● **Do this**:
Copy out, without changes, everything from the line containing "the baseball cleat" down to the final line of the records below, including both of those lines.

● **Supplied records**:
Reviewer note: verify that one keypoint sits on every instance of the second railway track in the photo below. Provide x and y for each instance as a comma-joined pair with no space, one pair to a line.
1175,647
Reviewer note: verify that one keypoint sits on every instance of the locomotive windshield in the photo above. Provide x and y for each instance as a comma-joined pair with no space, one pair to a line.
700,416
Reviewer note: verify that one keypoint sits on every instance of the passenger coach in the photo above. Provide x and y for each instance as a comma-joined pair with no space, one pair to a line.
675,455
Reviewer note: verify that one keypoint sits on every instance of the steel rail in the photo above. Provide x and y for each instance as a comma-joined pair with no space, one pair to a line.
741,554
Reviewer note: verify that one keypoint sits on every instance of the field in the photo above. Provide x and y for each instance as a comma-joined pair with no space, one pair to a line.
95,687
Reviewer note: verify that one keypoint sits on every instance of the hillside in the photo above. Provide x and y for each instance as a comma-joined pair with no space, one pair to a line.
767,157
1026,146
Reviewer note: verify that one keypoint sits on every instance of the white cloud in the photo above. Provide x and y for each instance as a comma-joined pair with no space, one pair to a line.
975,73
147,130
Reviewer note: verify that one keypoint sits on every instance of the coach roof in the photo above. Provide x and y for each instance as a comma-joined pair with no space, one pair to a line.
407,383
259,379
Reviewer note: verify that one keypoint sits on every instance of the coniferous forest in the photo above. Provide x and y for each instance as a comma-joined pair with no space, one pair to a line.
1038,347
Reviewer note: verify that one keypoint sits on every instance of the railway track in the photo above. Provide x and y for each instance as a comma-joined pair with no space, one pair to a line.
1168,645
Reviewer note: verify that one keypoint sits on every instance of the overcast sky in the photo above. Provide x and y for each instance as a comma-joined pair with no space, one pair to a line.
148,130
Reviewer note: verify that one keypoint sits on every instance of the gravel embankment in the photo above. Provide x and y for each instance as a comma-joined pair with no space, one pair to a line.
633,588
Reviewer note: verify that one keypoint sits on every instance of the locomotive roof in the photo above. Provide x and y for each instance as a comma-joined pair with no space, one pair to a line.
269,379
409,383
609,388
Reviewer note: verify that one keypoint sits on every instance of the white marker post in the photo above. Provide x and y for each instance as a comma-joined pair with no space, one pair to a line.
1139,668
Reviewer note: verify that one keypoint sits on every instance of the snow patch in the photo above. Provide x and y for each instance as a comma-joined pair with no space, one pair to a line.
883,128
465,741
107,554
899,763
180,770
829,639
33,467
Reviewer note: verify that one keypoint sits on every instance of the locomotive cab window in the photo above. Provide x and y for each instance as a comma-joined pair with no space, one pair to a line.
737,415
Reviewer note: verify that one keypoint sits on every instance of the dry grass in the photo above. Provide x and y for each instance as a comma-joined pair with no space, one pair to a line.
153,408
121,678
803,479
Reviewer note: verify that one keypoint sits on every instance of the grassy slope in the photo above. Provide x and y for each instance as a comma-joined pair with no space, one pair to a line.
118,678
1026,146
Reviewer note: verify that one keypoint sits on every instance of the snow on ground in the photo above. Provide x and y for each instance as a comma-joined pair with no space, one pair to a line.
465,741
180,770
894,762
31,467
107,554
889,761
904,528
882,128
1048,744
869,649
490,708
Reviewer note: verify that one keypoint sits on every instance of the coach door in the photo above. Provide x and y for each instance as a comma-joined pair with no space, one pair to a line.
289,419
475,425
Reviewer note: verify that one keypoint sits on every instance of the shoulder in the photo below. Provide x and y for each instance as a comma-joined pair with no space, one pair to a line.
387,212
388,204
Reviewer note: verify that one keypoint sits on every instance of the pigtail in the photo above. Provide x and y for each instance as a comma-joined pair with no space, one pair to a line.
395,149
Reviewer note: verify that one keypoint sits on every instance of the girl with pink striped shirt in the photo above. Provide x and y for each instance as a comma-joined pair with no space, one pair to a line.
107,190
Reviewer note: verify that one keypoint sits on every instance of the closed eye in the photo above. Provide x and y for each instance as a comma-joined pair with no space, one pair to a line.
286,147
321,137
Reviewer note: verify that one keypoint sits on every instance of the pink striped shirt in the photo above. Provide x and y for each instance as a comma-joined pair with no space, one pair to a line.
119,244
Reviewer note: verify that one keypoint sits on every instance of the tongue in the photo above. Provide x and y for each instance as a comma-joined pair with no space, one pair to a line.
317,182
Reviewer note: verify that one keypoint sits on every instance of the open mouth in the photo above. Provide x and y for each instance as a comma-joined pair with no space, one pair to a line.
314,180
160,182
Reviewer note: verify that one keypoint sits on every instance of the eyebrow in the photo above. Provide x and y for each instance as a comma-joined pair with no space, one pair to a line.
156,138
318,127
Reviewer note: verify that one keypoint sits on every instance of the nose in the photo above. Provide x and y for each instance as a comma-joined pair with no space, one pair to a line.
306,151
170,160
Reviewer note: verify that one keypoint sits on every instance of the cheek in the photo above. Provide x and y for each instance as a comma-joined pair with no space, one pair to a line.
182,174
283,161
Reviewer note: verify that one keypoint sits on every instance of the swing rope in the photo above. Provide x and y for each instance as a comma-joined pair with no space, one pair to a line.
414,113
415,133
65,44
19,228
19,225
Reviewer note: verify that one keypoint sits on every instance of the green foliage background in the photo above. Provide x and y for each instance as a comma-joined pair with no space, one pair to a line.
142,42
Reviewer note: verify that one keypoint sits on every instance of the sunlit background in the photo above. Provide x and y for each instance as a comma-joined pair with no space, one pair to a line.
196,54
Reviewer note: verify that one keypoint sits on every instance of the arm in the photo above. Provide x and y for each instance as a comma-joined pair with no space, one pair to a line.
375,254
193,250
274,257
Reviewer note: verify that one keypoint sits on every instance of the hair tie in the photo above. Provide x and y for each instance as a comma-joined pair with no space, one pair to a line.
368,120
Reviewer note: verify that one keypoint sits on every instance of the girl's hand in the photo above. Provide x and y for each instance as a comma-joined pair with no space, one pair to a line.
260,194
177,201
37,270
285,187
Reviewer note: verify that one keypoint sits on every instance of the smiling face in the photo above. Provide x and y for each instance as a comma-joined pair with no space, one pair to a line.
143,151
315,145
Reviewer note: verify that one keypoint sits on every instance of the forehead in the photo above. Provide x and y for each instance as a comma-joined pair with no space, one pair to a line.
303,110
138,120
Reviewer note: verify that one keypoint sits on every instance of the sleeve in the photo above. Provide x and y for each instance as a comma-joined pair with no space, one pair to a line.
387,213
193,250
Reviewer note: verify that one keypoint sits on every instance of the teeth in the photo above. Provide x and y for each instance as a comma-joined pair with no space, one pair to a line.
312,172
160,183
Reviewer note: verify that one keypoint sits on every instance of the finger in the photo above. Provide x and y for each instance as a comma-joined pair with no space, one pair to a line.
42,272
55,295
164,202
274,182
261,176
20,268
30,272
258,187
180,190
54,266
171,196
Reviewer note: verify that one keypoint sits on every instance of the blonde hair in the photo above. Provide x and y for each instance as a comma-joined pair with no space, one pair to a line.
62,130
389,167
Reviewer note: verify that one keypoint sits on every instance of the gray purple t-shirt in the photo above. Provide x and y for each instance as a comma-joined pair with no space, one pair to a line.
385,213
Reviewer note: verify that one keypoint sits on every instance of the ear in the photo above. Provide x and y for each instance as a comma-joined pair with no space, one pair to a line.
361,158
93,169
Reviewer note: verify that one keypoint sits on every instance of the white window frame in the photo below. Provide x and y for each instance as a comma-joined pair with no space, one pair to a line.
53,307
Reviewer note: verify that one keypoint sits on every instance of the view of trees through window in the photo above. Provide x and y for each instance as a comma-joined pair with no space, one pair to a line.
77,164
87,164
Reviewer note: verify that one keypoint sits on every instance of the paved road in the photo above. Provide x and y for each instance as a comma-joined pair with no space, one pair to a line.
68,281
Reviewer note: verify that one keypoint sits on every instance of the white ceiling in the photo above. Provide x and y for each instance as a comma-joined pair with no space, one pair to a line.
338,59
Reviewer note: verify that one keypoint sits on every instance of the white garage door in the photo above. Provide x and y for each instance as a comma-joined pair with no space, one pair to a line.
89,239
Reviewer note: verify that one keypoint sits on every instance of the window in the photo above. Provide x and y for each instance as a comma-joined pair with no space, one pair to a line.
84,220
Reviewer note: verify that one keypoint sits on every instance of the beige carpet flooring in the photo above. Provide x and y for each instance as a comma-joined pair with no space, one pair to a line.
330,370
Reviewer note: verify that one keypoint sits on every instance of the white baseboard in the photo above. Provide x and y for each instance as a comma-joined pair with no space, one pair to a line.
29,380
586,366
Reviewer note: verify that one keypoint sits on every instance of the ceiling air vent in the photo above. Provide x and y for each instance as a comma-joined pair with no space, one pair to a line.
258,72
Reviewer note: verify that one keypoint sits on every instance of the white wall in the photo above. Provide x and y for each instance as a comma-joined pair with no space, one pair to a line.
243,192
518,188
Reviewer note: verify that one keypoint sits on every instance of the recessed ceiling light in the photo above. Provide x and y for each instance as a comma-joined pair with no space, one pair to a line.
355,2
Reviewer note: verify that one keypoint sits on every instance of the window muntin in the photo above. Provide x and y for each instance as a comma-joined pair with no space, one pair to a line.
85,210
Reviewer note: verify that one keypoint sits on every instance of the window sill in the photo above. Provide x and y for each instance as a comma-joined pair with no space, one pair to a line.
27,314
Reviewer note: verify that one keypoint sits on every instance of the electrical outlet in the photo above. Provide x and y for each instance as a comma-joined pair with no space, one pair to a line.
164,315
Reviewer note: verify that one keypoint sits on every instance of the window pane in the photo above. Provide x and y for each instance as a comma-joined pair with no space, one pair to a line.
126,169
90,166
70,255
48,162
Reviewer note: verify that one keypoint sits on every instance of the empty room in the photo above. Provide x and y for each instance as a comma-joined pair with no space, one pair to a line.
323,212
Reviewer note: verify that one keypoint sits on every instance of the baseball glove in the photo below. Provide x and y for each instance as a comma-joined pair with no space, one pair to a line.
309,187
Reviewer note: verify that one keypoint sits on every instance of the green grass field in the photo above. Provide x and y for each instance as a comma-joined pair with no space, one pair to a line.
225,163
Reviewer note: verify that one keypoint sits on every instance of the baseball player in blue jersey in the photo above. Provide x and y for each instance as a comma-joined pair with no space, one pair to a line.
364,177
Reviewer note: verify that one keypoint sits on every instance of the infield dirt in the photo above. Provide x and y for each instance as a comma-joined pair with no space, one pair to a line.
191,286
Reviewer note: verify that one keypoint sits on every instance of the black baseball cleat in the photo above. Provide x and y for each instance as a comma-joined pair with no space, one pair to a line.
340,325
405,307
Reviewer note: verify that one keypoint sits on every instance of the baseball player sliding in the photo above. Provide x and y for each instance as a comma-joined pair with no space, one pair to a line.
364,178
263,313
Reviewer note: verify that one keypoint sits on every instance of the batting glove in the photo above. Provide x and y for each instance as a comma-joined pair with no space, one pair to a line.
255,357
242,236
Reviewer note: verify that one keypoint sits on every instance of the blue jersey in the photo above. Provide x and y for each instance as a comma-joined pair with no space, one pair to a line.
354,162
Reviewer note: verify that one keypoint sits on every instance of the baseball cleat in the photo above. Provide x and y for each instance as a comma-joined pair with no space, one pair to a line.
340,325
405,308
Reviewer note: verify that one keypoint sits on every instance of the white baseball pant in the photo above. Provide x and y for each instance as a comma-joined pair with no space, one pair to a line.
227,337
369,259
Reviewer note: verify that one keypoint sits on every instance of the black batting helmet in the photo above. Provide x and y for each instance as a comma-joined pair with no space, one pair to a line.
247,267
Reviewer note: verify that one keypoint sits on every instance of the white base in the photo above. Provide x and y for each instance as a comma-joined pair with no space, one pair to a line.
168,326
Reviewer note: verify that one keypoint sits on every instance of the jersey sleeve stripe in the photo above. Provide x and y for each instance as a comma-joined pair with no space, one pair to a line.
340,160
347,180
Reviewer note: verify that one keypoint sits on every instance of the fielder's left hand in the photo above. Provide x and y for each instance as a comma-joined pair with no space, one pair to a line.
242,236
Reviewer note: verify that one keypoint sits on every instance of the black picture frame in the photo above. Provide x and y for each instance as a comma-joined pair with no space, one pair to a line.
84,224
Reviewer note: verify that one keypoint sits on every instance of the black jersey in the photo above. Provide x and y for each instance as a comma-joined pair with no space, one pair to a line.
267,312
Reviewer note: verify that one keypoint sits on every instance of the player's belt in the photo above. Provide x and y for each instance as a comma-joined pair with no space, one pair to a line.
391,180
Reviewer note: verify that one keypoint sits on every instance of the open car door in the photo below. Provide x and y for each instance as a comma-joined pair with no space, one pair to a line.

● **Result**:
Reviewer note: verify that one keypoint sits on every instance of the baseball cleat in the photo above. Provide x and y for each instance as a comma-joined pair with no space, one pair to a line.
340,325
405,308
Reviewer note: verify that one keypoint sits on every instance of the white baseball pant in the photo above. Provide x and y for each instance as a comma-joined pair with no space, one pair to a line.
227,337
369,259
Reviewer note: verify that one keypoint sits on every instance of the black batting helmet in the photo above. Provide x and y for each instance as a comma-joined pair with no space, one pair to a line.
247,267
Reviewer note: verify that one keypoint sits on every instance of the white base in the photo above. Provide x and y for each instance as a comma-joined pair with no space, one pair to a line.
168,326
Reviewer note: verify that one keypoint sits on every instance of the jersey sleeve stripe in the photo above. Provide x and y for each instance as a comma-joined pair with no space, one pair to a line.
340,160
347,180
Reviewer note: verify that one keypoint sits on every instance of the fielder's left hand in the photo above. Provide x and y for each instance as a comma-joined pair with no space, one pair to a line.
242,236
Reviewer note: verify that one keypoint sits on every instance of the black picture frame in the photo above. Provide x and y for each instance as a comma-joined pair with no space, one pair to a line.
84,224
Reviewer note: verify that one keypoint sits on every instance of the black jersey in the photo above. Provide x and y for each instance as a comma-joined pair with no space, one pair to a line.
267,312
Reviewer note: verify that one keypoint sits on every instance of the player's belt in the photo above. Provide x and y for each instance as a comma-joined pair with no space, one pair to a line.
391,180
Reviewer note: verify that one keypoint sits on every instance of the open car door in the photo below. Provide x and y for each instance as a comma-joined pair with no space, one pair to a line.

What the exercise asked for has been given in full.